BRIEF 1: In the convention trip log, what did a sticker of a rocket in an atom on a library book's spine mean?
BRIEF 2: Pick up the convention trip log about sorting fiction into genres after its last sentence, and keep going in the same voice.

SOURCE TEXT:
[Begin]

August 30 (8:30 AM): Well, I am now a day behind. That is a pretty constant state. At a convention, a trip log can not stay up-to-date for more than a few minutes at a time or it is a bad science fiction convention.

Breakfast was a carbon copy of every other breakfast at this hotel. I had a spirited discussion with Evelyn about science fiction. She would like to see the category just go away. In fact, she wants to see all categorization of fiction go away. I cannot represent her reasoning but I think it revolves around the fact that borders between types of fiction are not well-defined so she wants to remove all distinctions. I guess this would involve having just one big fiction section in libraries and bookstores. She would still have non-fiction categorized because it is useful to have it categorized. From my point of view she is forgetting that the distinction between categories of non-fiction may be just as indistinct and indeed the distinction between fiction and nonfiction. Her same arguments, carried to their logical ends, would mean just having all books alphabetized by author without regard to content. This is really, I believe, at basis an old complaint that Evelyn has had that there is a science fiction ghetto. People look down on science fiction and other people will read only science fiction. What results is a 'categorism' (to coin a word) that is akin to racism. I agree that the current system of categorizing fiction has problems, but it is still more useful than not having genres of literature acknowledged. I was also a bit surprised when Evelyn asked me why my approach in the argument was to pick holes in her proposal rather than to defend the current system other than to say it seems to work. This seems to me to indicate a fundamental misunderstanding in the rules of logic. One does not have to defend the Status quo in logical argument; if a change to the Status quo is proposed, it becomes the battlefield. One side defends the change; the other side attacks it. A discussion of whether the status quo is good or bad is pointless.

In any case this is all moot. People categorized literature because it was useful to do so. I think most people realize that categorizing fiction or anything else may have problems, but it is more useful than ignoring distinctions. When Evelyn convinces a single branch of B. Dalton to alphabetize all their fiction I will believe her proposal might catch on. When I was growing up most public libraries did alphabetize all fiction together. Then they started putting stickers on the spine of the book. A rocket in an atom meant it was science fiction. Then many of the science fiction books were pulled out and put in a bookcase labeled 'science fiction.' Today most libraries acknowledge genres and have sections for science fiction, mystery, westerns, etc. It would appear most people like it that way. To the best of my knowledge, bookstores depend on the fact that people really do find categorization useful and have for a long time.

[End]

(Records of labeled points)
[Begin]

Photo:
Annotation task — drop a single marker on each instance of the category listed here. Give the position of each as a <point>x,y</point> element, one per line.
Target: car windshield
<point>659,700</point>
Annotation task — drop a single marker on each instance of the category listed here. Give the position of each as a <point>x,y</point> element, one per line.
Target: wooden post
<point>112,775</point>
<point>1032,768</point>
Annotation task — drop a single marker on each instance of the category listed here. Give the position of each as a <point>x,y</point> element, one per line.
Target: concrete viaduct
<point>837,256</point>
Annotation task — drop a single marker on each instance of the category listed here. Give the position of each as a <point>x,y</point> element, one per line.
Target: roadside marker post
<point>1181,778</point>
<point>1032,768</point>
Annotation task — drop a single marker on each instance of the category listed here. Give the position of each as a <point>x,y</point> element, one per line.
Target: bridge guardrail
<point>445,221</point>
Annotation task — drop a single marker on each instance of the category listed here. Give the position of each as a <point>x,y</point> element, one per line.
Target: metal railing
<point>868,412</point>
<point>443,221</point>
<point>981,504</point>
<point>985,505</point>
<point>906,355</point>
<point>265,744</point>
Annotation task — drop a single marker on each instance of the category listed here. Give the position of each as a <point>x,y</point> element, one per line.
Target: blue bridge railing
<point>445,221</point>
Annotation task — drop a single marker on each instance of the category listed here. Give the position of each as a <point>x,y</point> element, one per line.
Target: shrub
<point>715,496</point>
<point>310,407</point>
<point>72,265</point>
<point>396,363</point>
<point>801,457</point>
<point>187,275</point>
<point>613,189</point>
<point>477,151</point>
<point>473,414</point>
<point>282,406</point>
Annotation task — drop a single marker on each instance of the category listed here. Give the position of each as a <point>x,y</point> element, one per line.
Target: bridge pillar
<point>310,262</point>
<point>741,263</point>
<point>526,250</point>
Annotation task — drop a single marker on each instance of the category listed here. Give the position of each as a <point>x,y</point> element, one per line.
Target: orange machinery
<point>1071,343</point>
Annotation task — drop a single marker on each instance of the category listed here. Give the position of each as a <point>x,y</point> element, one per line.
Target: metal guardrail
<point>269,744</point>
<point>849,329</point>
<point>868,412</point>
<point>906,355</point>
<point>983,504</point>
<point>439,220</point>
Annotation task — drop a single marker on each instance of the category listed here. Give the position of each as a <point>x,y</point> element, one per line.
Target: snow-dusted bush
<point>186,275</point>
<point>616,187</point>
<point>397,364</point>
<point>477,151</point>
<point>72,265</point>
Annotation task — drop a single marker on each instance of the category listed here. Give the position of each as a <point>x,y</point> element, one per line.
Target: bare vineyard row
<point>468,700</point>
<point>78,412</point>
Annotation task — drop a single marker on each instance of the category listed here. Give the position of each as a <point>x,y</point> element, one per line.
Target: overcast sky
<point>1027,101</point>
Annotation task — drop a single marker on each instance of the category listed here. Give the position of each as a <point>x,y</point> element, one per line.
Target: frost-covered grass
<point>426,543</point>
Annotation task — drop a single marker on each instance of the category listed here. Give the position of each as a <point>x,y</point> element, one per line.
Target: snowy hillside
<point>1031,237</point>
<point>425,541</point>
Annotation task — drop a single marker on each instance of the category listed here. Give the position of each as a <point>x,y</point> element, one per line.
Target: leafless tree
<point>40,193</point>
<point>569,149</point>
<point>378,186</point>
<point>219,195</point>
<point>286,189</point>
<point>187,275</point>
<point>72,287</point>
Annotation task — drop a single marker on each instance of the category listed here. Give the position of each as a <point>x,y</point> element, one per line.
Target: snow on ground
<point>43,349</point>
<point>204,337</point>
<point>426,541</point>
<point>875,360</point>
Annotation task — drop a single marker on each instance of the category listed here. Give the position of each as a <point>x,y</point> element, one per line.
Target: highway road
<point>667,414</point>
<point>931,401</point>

[End]

RESPONSE 1: It meant the book was science fiction.

RESPONSE 2:
Following breakfast Evelyn and I continued on to see the art show. It is a fair-sized art show but not really all that great. It is spread out over two rooms but nothing all that impressive. One mother was carrying around a three-year-old. She pointed out one of Charlene Taylor's 'Teddy Bears in Space' pictures, assuming the teddy bears would interest the child. In a loud voice the child said, 'I don't like that.' I told Evelyn that I hated to admit it, but the child was absolutely right. At one time Taylor was promising but her cutesy artwork now is just a little sickening.

Evelyn then went to do some autograph hunting and I looked around the huckster room. The noon panel was on horror writing. This time Clive Barker did show up. He looks a lot like a young version of Eric Idle and he smokes big Cuban cigars that smell up the room. Campbell was there with his beer, too. Someone suggested that the popularity of horror might stem from its unfamiliarity, that these days very few of us have ever seen a corpse. However, as Campbell pointed out, the Italians surround themselves with dead in catacombs but they also make films like TOMB OF THE BLIND DEAD with very realistic-looking corpses on horseback. They were asking who in the audience actually were in professions where they had to come in contact with the dead. One nurse talked about it, but what really surprised us was that Kate Pott in our own group did the most. We all knew she worked in a nursing home and we figured it was doing things like caring for people and cleaning up. Apparently a big part of her job is what she called (and what got a big laugh) 'post-mortem care.' This involves dressing and making up the dead before they are removed to mortuaries. Kate knew she was fascinated by Clive Barker and his work. Now Barker seemed to be just as fascinated with what she does.